# SET PROBLEM 1
Find every line in the records that contains the string "smartphone" and copy each of those lines. Case counts.

──────── SELECTED EXCERPT

Anders Skare Malvik (NTNU), Ronny Grønning Spaans (University of Oslo), Eirik Vassenden (University of Bergen)
PhD project
NTNU Trondheim
August 2024

The project is affiliated with the NTNU-based project ImagiNation 1814-1905: Mapping the Imagined Geographies of Norway.

This project begins by observing the fact that the motif of heim (the New Norwegian word for home) appears constantly in Nynorsk literature’s beginnings and well into the modern breakthrough. This motif has hardly been commented on, aside from its definition as a symbol of topographical place, to where one belongs or returns, or from where one departs. Yet, out of this fixed meaning,heim develops a second meaning that becomes a primary symbol in poetry. 

The conception of home that we find in this corpus of poetry expresses not only lived space, but many other descriptions: the world, the nation, the universe, the heavens above and below,Heimat and the Fatherland, the uncanny and mankind. Yet, at the same time, heim has been conjoined with the motif of det heimlause, or homelessness. Although it may seem at odds with the home, homelessness becomes, by the 1920s, a kind of home, too.

────────────────
──────── RECORDS SHOWN

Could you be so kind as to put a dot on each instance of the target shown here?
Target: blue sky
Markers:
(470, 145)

────────────────
──────── RECORDS SHOWN

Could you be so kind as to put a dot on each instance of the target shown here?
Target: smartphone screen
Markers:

────────────────
──────── RECORDS SHOWN

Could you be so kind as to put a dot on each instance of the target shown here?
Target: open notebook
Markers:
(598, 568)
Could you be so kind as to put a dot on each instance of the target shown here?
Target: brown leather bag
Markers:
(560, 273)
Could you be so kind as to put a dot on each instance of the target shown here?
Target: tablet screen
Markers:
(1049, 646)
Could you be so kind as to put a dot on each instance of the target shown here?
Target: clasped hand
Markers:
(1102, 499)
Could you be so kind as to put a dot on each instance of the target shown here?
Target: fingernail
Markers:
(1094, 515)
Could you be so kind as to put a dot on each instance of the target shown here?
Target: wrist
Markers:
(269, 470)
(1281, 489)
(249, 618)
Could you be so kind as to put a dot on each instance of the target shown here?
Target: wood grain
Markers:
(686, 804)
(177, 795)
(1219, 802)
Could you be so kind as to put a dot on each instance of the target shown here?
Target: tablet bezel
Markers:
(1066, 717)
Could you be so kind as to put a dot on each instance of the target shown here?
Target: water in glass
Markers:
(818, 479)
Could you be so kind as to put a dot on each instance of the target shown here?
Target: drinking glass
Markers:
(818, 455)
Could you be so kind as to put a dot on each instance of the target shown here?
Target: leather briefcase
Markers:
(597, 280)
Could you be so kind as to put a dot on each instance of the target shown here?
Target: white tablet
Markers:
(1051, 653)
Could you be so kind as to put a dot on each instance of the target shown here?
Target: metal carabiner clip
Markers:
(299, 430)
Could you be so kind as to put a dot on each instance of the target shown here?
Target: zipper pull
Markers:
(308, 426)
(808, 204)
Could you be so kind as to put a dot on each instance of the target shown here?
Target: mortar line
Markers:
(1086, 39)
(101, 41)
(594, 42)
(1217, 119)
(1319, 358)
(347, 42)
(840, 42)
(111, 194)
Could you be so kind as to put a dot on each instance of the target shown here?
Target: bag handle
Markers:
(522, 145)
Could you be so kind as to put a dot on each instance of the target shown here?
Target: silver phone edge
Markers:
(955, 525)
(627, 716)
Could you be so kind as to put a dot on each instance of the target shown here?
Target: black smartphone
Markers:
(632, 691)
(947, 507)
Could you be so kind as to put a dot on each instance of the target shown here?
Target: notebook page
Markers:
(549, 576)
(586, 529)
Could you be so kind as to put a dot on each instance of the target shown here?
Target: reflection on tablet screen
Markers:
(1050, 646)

────────────────

# SET PROBLEM 2
Duplicate the part of the project description starting with "Anders Skare Malvik" and going on through "symbol in poetry.".

# EXERCISE ANSWER 1
Target: smartphone screen
Target: black smartphone

# EXERCISE ANSWER 2
Anders Skare Malvik (NTNU), Ronny Grønning Spaans (University of Oslo), Eirik Vassenden (University of Bergen)
PhD project
NTNU Trondheim
August 2024

The project is affiliated with the NTNU-based project ImagiNation 1814-1905: Mapping the Imagined Geographies of Norway.

This project begins by observing the fact that the motif of heim (the New Norwegian word for home) appears constantly in Nynorsk literature’s beginnings and well into the modern breakthrough. This motif has hardly been commented on, aside from its definition as a symbol of topographical place, to where one belongs or returns, or from where one departs. Yet, out of this fixed meaning,heim develops a second meaning that becomes a primary symbol in poetry.